(Rows from a pointing dataset)
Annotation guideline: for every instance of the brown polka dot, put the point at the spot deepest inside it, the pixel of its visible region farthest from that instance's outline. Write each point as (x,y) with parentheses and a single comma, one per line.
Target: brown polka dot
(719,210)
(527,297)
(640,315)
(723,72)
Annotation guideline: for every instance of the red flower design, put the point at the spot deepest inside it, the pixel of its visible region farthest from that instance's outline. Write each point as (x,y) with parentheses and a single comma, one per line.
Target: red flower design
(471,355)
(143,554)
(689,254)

**What this task involves:** Edit the listing so that every "Target" becomes "Object", and leave everything else as it is.

**Exercise solution:**
Annotation guideline: for every instance of the brown polka dot, put the point at the spot deepest inside it, the pixel of its visible region farthest from that instance's outline. Write each point as (x,y) with parentheses and a single comma, one per line.
Object: brown polka dot
(719,210)
(527,297)
(640,315)
(723,72)
Annotation guideline: for every instance of the red flower design, put the point at the spot deepest inside it, the pixel of its visible region farthest from that instance's outline. Write each point as (x,y) with parentheses and a single comma, one per line.
Object: red flower design
(471,355)
(143,554)
(689,254)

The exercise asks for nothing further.